**WORK TO DO**
1. Could you repeat word for word the passage of the New Year post from "2. In order" to "my passion back."?
2. Could you shift every pixel coordinate by adding 104 to each number, and give back the listing from the line with "Task: spot one point per instance of the lamp" through the end of the listing, both ends included, with the requests kept in place?

**PAGE EXTRACT**
--*--

Thursday, December 31, 2009

A New Year, A New Me

Well now is probably the time for reflections eh? Let's see, this time one year ago, I had just finished up my first semester at Berry and my parents told me I had to transfer and this would be my last semester. I was still with Joel, things with us were going really well. Christy was about to come over in a couple of days to spend a little while with me. I was soon thereafter to leave for Winter Retreat with BOLD. Man, I hadn't even worked for BOLD yet. That next semester was wonderful. BOLD was amazing. I became really good friends with Dustin and finally felt like I was finding my place in the world. I went about that semester as if it were my last at Berry and it was fun. Improvathon, awesome group of friends, lots of training with BOLD. The week of finals, I find out I am staying at Berry, Christy is my roommate, and I'm going to be a Freshman mentor. I then decided I would be working on campus all semester in hopes of making lots o money and gaining lots of awesome experience. The latter worked out pretty good...the former...well not so much. But it was a great summer, full of independence and learning. I realized I'm going to be able to make it on my own and still be the person I want to be with the morals I've always stood behind. I learned alot about myself and I felt really put together. This past semester has been the biggest roller coaster of my life. I felt my biggest spiritual high and spiritual low. I hated my classes. Joel and I broke up. I found someone else later and went through what may be the greatest heartbreak I've ever felt. I made some really incredible new friends. I fell out of step with many of my old friends, but I know that's temporary. I did okay with my grades. I figured out what I want to do with my life. My family fell apart while staying together. I lost the person I found this summer.
I've never really been a huge fan of resolutions but I've never felt like such an impostor. I've never hated myself so much. I'm happy with where my life is headed as far as a career path, but I hate the decisions I've made in the past few months. It has taken me till the past week to realize that. So I'm going to give the resolution thing a try. I go to Passion this weekend and that seems like the best start to a new year. My goals this year?
1. Grow closer to God. That is always a goal on my list but as of late, it has been something that scares me and I have been trying to avoid it. Praying is about all I do to communicate to God and I am at a place where I wouldn't blame him if he didn't listen. So, I want to grow in him. In the ways that I was beginning to last semester. I want to fall in love with his words and be in constant communication with him.
2. In order to accomplish goal number one, I am going to surround myself with a different group of people. I have recently found some great folks who are very encouraging in my walk with Christ.
3. In order to fully accomplish goal number three, I am going to get more involved with Campus Outreach.
4. I am going to excel in my academics. I am going to do more than just what I need to get by. I am paying for an education and I want to get the most out of it.
5. I am going to dedicate myself, again, to BOLD. It is my calling in life and I want to really step up in that area. I really started to slack off towards the end of last semester and I want my passion back.

--*--

**INPUT MATERIAL**
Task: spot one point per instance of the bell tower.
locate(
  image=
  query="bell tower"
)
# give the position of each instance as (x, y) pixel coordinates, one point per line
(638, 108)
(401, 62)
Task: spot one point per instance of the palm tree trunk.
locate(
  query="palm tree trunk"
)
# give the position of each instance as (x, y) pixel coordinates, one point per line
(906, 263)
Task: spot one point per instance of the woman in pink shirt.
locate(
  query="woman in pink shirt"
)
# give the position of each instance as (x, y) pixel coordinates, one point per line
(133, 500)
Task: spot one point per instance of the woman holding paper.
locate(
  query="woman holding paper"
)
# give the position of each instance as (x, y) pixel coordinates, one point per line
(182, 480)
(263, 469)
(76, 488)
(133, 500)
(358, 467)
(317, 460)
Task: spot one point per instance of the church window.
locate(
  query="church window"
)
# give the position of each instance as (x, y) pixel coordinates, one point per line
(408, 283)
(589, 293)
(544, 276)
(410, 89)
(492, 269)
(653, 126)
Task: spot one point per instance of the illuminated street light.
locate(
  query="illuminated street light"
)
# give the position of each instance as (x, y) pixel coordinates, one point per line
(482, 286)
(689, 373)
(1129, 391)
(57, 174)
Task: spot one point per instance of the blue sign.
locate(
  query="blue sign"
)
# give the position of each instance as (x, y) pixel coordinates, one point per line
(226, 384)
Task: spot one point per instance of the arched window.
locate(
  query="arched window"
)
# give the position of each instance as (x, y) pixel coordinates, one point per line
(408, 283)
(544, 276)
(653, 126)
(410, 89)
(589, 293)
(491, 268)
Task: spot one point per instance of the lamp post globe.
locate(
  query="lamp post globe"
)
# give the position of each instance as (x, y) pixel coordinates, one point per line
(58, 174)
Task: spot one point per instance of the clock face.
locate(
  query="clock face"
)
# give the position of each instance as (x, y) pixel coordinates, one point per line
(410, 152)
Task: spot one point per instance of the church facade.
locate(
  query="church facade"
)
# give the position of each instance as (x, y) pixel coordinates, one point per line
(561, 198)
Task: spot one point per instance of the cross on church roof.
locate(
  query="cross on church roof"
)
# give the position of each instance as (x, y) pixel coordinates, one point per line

--*--

**THE SOLUTIONS**
1.
2. In order to accomplish goal number one, I am going to surround myself with a different group of people. I have recently found some great folks who are very encouraging in my walk with Christ.
3. In order to fully accomplish goal number three, I am going to get more involved with Campus Outreach.
4. I am going to excel in my academics. I am going to do more than just what I need to get by. I am paying for an education and I want to get the most out of it.
5. I am going to dedicate myself, again, to BOLD. It is my calling in life and I want to really step up in that area. I really started to slack off towards the end of last semester and I want my passion back.

2.
Task: spot one point per instance of the lamp post globe.
locate(
  query="lamp post globe"
)
# give the position of each instance as (x, y) pixel coordinates, one point per line
(162, 278)
Task: spot one point per instance of the clock face.
locate(
  query="clock face"
)
# give the position of each instance as (x, y) pixel coordinates, one point per line
(514, 256)
Task: spot one point per instance of the church facade.
locate(
  query="church facade"
)
# give the position of each instance as (x, y) pixel coordinates, one point per line
(665, 302)
Task: spot one point per instance of the cross on church roof.
locate(
  query="cross on church roof"
)
# give the position of each instance as (x, y) pixel coordinates, one point per line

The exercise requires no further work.